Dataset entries

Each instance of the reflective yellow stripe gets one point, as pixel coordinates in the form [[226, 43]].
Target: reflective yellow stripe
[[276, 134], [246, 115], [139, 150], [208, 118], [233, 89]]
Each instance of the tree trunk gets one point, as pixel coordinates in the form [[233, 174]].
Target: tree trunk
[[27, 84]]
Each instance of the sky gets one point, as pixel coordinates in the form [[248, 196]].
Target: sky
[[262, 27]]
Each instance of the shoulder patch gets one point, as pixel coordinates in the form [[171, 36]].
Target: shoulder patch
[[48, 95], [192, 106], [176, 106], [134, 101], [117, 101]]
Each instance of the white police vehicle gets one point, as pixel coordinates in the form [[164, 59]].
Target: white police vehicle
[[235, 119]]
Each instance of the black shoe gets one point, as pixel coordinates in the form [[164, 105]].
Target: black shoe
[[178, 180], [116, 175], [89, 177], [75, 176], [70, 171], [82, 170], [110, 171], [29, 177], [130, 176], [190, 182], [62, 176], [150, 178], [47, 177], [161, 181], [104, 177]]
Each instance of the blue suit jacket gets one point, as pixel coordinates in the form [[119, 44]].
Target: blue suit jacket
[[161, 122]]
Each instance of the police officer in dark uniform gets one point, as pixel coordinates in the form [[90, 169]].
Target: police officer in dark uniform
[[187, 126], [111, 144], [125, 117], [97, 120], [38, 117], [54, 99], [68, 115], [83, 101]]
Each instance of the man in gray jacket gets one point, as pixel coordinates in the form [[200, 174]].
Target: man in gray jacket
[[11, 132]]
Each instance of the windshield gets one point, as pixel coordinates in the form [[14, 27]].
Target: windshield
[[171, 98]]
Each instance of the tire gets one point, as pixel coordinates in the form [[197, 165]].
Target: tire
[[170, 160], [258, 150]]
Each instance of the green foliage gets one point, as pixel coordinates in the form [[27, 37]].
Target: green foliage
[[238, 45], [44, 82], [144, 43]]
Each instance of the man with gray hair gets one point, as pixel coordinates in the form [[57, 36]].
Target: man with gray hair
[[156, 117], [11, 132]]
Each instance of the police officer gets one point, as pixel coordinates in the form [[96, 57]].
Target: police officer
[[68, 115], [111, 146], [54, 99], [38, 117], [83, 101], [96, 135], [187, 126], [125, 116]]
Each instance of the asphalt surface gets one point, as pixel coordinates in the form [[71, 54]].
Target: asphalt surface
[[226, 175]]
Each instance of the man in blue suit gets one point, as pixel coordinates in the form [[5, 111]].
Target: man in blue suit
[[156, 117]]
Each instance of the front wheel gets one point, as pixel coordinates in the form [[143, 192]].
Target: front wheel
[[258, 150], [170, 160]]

§ EXERCISE DETAILS
Set the records down again in full, exactly as they read.

§ ANSWER BOX
Each instance of the reflective yellow stripe gets one point, as pixel coordinates in the form [[226, 43]].
Target: reflective yellow stripe
[[276, 134], [246, 115], [139, 150], [208, 118], [233, 89]]
Each instance of the tree trunk gets one point, as pixel coordinates in the form [[233, 174]].
Target: tree trunk
[[27, 84]]
Each instance of the sky gets one point, as pixel coordinates in the form [[248, 196]].
Target: sky
[[262, 27]]
Each instance of the shoulder patch gets one point, as pixel coordinates in the form [[171, 36]].
Target: shoulder patch
[[48, 95], [192, 106], [176, 106], [134, 101], [117, 101]]
Each instance of the white police vehicle gets one point, as pixel coordinates in the form [[164, 59]].
Target: white police vehicle
[[235, 119]]
Each instance of the black shoe gets one point, as pixel coordinates in the form [[164, 105]].
Target: black shoe
[[178, 180], [116, 175], [89, 177], [75, 176], [70, 171], [82, 170], [110, 171], [29, 177], [130, 176], [190, 182], [62, 176], [150, 178], [47, 177], [161, 181], [104, 177]]
Each instance of the blue suit jacket gets one point, as pixel coordinates in the form [[119, 44]].
Target: blue suit jacket
[[161, 122]]
Each instance of the police officer in dark uniform gets one point, as pixel coordinates in the form [[90, 169]].
Target: police officer in dark uniform
[[187, 126], [111, 144], [125, 117], [97, 120], [38, 117], [54, 99], [68, 115], [83, 101]]
Each instance of the man in gray jacket gets one point, as pixel coordinates in the form [[200, 174]].
Target: man in gray jacket
[[11, 132]]
Each instance of the windshield gets one point, as pixel coordinates in the form [[14, 27]].
Target: windshield
[[171, 98]]
Each instance of the tire gets one point, as pixel coordinates in the form [[197, 165]].
Target: tire
[[170, 160], [258, 150]]
Each instance of the green foliage gets one point, as pixel coordinates in the form [[27, 37]].
Target: green foliage
[[238, 45], [44, 82], [144, 43]]
Each instance of the man with gray hair gets one point, as pixel coordinates in the form [[57, 36]].
Target: man with gray hair
[[156, 117], [11, 132]]
Each instance of the police officer gets one point, as pixel coordinates in the form [[96, 57]].
Target: police officer
[[68, 115], [111, 146], [54, 99], [38, 117], [83, 101], [96, 135], [187, 126], [125, 116]]
Each instance of the asphalt surface gets one point, as pixel coordinates in the form [[71, 54]].
Target: asphalt surface
[[226, 175]]
Each instance of the man in blue suit gets one point, as pixel coordinates in the form [[5, 111]].
Target: man in blue suit
[[156, 117]]
Each instance of the front wheel gets one point, as pixel coordinates in the form [[143, 192]].
Target: front wheel
[[258, 150], [170, 160]]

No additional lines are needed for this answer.